*** Opening of Supplied material ***

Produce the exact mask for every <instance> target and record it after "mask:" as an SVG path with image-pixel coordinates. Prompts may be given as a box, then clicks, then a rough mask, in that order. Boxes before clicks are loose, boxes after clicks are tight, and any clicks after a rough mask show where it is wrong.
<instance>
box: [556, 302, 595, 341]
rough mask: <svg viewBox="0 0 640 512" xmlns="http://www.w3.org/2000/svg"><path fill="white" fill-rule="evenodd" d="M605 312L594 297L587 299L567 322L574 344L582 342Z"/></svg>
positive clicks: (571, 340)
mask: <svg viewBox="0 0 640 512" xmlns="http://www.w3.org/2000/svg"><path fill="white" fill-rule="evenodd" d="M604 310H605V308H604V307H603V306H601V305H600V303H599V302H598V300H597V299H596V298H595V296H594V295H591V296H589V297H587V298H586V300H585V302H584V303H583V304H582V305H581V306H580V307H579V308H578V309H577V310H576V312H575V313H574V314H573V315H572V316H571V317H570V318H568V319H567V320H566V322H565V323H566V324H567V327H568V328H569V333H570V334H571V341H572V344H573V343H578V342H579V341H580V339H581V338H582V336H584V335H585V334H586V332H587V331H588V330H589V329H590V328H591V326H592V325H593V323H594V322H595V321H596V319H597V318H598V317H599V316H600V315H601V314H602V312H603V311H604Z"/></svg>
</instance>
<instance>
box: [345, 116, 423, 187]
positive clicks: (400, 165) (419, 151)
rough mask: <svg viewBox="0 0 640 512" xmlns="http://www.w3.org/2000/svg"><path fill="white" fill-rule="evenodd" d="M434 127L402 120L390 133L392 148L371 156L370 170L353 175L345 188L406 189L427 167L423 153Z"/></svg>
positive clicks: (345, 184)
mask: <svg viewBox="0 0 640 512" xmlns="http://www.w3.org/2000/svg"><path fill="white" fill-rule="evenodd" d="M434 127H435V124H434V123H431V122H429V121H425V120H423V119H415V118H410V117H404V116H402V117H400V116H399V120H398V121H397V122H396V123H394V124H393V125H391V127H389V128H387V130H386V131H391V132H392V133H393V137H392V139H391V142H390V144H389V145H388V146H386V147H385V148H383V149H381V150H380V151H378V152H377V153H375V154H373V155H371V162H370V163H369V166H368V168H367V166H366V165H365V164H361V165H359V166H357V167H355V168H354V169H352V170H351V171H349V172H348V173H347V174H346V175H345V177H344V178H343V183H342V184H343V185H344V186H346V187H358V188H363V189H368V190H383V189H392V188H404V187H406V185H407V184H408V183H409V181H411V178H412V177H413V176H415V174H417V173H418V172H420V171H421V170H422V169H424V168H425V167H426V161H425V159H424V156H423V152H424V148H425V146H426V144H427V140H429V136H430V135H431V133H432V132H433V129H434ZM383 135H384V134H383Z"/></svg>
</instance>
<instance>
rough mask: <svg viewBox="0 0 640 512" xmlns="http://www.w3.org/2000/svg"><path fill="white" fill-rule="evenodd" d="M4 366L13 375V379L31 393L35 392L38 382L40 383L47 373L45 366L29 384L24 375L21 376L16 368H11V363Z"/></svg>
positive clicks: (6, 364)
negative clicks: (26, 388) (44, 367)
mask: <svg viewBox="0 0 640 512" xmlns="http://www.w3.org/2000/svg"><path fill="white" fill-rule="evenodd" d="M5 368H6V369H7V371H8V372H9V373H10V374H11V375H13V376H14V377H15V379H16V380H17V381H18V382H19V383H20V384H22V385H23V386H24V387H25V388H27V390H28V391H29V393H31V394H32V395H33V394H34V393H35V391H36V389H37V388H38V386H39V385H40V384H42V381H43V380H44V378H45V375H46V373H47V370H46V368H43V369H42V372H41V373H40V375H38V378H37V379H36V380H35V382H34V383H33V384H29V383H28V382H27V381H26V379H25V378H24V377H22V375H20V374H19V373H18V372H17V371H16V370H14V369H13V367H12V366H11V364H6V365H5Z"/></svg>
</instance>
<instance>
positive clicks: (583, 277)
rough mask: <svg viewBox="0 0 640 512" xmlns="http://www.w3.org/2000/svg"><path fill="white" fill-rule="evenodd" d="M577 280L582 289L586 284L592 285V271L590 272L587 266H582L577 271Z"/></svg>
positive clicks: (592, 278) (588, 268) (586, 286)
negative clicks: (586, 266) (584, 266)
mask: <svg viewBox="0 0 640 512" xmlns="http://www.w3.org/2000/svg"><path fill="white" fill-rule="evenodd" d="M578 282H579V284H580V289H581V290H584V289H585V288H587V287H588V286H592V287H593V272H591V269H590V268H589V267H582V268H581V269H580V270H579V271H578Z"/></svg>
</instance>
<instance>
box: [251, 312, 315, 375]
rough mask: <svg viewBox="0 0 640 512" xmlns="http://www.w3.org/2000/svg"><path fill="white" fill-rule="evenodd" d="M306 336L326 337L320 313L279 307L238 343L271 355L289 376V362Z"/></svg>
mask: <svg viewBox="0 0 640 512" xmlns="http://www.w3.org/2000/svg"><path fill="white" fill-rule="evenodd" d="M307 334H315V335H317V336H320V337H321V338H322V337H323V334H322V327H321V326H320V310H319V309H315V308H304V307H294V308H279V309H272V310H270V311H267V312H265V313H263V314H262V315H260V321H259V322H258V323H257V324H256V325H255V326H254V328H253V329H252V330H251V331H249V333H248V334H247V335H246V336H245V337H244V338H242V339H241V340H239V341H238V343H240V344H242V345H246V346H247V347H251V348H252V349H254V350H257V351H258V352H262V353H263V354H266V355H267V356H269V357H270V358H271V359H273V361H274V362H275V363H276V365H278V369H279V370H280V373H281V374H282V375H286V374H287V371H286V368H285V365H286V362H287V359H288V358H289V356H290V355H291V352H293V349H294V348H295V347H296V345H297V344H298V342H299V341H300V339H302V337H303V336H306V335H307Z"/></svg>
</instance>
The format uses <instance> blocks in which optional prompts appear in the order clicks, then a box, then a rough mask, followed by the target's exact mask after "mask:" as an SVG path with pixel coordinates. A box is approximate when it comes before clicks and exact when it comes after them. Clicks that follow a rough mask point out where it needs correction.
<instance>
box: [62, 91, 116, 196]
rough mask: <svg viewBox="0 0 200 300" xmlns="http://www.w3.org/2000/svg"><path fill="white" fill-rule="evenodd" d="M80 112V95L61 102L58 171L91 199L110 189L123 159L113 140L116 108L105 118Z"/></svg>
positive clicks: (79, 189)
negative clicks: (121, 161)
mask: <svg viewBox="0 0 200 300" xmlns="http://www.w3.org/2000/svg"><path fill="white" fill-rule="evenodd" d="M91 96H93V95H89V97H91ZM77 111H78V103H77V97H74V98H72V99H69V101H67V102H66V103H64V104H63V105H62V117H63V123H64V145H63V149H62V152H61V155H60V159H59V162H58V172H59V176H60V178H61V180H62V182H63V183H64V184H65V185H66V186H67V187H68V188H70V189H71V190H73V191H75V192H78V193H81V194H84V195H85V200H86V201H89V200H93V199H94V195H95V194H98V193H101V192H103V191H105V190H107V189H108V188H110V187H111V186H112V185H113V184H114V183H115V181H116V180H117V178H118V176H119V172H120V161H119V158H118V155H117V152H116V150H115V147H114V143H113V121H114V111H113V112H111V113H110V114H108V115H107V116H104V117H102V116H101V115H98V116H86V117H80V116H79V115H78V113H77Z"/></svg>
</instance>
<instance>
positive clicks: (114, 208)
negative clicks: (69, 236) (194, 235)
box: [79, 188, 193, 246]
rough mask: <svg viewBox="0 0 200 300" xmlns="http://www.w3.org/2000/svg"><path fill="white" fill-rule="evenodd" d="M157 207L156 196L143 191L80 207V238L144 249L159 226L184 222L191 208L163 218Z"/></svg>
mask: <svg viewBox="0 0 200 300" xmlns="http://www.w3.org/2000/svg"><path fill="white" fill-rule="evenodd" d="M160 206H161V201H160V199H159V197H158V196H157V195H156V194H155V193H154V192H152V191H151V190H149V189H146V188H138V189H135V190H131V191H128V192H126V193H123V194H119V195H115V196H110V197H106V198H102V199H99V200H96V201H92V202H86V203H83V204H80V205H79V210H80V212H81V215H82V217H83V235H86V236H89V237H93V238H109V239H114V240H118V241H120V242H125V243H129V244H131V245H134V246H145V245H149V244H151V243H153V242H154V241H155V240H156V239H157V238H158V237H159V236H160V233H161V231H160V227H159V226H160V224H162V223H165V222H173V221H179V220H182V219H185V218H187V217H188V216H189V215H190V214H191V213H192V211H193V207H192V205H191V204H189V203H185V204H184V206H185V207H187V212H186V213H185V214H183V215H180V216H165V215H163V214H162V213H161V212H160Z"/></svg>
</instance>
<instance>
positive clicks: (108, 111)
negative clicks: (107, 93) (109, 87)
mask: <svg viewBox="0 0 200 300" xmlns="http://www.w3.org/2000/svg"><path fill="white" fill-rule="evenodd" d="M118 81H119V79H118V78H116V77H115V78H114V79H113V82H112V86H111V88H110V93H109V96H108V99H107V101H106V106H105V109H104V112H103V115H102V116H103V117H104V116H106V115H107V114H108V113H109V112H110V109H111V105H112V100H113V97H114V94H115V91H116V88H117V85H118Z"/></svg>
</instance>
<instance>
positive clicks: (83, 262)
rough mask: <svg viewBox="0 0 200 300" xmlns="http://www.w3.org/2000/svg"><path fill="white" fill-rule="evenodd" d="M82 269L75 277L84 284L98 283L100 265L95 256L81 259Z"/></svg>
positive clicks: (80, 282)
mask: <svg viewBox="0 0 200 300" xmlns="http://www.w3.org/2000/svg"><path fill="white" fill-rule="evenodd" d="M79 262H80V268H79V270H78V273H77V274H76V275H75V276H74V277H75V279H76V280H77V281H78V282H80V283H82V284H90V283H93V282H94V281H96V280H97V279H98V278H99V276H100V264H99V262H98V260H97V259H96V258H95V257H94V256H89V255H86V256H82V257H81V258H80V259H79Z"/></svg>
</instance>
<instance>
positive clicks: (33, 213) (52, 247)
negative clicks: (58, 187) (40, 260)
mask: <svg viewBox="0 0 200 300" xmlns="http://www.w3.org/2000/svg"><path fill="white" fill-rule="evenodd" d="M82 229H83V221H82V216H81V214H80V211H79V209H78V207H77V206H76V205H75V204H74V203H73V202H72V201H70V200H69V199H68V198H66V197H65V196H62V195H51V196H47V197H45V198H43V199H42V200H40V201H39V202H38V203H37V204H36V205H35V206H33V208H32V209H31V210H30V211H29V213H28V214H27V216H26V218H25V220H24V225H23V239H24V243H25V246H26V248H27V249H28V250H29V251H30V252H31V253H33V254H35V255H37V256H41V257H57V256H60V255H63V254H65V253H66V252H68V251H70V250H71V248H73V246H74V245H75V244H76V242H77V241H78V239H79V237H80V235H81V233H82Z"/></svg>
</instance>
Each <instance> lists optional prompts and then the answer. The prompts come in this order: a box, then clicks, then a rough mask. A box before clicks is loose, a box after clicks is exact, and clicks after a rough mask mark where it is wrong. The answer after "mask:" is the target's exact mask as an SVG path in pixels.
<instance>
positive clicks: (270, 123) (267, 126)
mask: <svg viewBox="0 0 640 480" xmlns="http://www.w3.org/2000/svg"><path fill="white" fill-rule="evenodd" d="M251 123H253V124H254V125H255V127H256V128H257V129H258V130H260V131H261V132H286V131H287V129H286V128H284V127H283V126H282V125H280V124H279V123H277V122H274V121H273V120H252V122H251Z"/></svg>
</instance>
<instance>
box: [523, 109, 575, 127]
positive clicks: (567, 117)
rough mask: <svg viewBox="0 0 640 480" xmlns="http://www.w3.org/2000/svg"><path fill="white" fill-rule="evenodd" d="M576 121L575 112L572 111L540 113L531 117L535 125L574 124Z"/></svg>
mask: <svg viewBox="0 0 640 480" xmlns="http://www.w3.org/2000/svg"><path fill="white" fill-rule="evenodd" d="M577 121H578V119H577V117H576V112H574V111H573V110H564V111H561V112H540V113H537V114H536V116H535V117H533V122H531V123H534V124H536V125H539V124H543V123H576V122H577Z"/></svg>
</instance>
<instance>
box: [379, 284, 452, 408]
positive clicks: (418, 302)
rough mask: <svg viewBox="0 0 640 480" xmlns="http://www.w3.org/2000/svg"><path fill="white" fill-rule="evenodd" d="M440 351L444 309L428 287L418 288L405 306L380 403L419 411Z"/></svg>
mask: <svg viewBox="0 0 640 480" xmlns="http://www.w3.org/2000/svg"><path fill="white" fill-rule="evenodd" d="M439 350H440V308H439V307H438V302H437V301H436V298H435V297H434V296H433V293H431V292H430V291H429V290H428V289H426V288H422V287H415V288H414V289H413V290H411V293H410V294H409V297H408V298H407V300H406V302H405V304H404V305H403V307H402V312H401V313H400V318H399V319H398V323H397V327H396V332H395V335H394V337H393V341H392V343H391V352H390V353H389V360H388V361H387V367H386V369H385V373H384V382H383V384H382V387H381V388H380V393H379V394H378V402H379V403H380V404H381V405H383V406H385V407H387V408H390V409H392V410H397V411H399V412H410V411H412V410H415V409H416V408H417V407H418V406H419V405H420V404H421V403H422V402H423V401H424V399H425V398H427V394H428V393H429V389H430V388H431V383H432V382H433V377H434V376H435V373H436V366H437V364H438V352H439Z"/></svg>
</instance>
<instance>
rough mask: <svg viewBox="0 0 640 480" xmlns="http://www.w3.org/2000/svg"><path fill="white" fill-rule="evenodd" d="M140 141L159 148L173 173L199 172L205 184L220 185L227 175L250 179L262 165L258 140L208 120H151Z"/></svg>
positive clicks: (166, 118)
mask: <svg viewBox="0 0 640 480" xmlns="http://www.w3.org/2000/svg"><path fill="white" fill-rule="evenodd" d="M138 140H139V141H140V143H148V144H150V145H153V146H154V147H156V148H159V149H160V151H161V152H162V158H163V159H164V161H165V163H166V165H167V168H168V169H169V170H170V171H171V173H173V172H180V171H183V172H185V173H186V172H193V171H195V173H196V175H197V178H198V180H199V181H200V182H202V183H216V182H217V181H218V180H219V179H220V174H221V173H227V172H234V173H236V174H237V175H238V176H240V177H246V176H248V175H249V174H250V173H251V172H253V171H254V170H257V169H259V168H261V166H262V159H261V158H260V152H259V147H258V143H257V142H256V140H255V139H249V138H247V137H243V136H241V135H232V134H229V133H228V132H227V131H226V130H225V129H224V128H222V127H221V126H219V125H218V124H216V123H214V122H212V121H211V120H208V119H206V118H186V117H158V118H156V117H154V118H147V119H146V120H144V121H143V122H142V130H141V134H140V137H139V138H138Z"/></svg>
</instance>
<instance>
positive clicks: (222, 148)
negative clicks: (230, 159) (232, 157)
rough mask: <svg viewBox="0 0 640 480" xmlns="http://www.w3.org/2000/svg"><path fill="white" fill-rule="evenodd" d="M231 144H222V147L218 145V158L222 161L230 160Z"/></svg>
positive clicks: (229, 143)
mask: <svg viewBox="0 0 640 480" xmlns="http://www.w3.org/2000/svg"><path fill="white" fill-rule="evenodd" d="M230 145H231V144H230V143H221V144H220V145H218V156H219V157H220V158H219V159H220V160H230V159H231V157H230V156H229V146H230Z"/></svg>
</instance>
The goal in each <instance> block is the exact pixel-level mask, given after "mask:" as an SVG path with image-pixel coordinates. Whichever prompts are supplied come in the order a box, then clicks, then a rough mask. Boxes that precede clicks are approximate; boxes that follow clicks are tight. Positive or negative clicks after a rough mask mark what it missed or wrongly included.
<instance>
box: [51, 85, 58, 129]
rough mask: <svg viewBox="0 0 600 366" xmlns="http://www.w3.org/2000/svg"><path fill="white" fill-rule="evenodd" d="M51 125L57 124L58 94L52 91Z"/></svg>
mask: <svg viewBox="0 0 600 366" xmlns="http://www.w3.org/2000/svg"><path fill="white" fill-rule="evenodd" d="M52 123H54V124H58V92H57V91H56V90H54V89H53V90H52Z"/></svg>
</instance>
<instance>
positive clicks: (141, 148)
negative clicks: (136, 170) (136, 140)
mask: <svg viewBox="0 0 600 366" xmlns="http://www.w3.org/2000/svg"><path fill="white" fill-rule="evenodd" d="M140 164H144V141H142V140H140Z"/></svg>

*** Close of Supplied material ***

* _Problem description_:
Please show, exactly as written, every line above that contains the word "loose".

* _Written response_:
Produce the exact mask for every <instance> target and record it after "mask:" as an SVG path with image-pixel coordinates. Prompts may be given as a box, then clicks, then a rough mask, in that order. Boxes before clicks are loose, boxes after clicks are tight, and any clicks after a rough mask show where it is wrong.
Each <instance> lists optional prompts and then the answer. The prompts come in this order: a box, then clicks, then a rough mask. A box before clicks is loose, a box after clicks is exact, and clicks after a rough mask mark where it is wrong. The answer after "mask:" is the target's exact mask as an SVG path in pixels.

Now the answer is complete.